# START OF LISTING
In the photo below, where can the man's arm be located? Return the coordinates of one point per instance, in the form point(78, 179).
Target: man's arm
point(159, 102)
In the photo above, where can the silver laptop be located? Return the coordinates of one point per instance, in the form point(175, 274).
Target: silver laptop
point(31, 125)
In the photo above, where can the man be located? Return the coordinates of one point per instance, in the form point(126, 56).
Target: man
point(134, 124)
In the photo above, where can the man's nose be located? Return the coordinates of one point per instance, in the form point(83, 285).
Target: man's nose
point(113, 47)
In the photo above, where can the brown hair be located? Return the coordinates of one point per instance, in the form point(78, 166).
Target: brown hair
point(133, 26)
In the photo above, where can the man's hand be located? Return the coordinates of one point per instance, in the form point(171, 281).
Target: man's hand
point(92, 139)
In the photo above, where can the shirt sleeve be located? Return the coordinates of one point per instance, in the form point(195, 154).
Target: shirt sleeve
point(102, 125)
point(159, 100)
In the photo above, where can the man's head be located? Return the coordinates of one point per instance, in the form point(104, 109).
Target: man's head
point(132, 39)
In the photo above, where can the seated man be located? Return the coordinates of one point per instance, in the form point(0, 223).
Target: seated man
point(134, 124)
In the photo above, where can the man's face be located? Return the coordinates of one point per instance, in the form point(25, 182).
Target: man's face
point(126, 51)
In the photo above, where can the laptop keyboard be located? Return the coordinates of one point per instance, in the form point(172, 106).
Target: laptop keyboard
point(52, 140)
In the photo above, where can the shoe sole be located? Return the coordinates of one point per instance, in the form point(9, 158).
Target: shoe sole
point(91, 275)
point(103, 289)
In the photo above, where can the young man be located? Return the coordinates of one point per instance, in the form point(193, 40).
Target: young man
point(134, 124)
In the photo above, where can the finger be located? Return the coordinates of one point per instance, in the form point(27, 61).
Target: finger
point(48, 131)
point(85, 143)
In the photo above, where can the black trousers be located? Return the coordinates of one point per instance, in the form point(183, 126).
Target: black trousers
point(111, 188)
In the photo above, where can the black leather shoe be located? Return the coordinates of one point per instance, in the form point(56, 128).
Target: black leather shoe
# END OF LISTING
Edit the listing above so that every "instance" becomes "object", and give the whole listing again with nothing else changed.

FULL OUTPUT:
In the photo below, where can the man's arm be located? Return the coordinates of one point per object, in the form point(78, 179).
Target: man's arm
point(159, 102)
In the photo above, where can the silver laptop be located? Return the coordinates of one point per object, in the form point(175, 274).
Target: silver laptop
point(31, 125)
In the photo above, where can the man be located? Return the coordinates of one point per object, in the form point(126, 56).
Target: man
point(134, 124)
In the photo above, where can the man's nose be located? Return the coordinates of one point per object, in the form point(83, 285).
Target: man's nose
point(113, 47)
In the photo above, where can the brown hair be located? Return the coordinates of one point per object, in the form point(78, 166).
Target: brown hair
point(133, 26)
In the photo above, where can the man's hand be located? Return the coordinates of one point per object, in the form point(171, 281).
Target: man's hand
point(92, 139)
In the photo above, where can the shirt sleeve be located? Return the coordinates of one point per object, in the form point(195, 154).
Target: shirt sleeve
point(102, 125)
point(159, 100)
In the photo above, where can the man's head be located? Return the coordinates of one point per object, in the form point(104, 109).
Target: man's head
point(132, 39)
In the photo above, where can the seated man be located? Return the coordinates of one point per object, in the form point(0, 223).
Target: seated man
point(134, 124)
In the photo above, where can the man's face be located? Return the coordinates of one point per object, in the form point(25, 182).
Target: man's face
point(126, 51)
In the photo above, where can the laptop keyboard be located? Return the coordinates of one point per object, in the form point(172, 106).
Target: laptop keyboard
point(52, 140)
In the photo above, where can the shoe sole be located? Return the coordinates of one point per object, in the form point(9, 158).
Target: shoe sole
point(91, 275)
point(103, 289)
In the photo above, where can the young man be located? Return the coordinates of one point per object, in the form point(193, 40).
Target: young man
point(134, 124)
In the photo above, where can the finger be located? Return the coordinates of one point per object, in the form point(27, 61).
Target: finger
point(48, 131)
point(85, 143)
In the photo above, where can the black trousers be located? Return the coordinates of one point per object, in the form point(183, 126).
Target: black trousers
point(111, 188)
In the photo above, where can the black leather shoe be located? Return the coordinates of one point per object, in the form point(56, 128).
Target: black leather shoe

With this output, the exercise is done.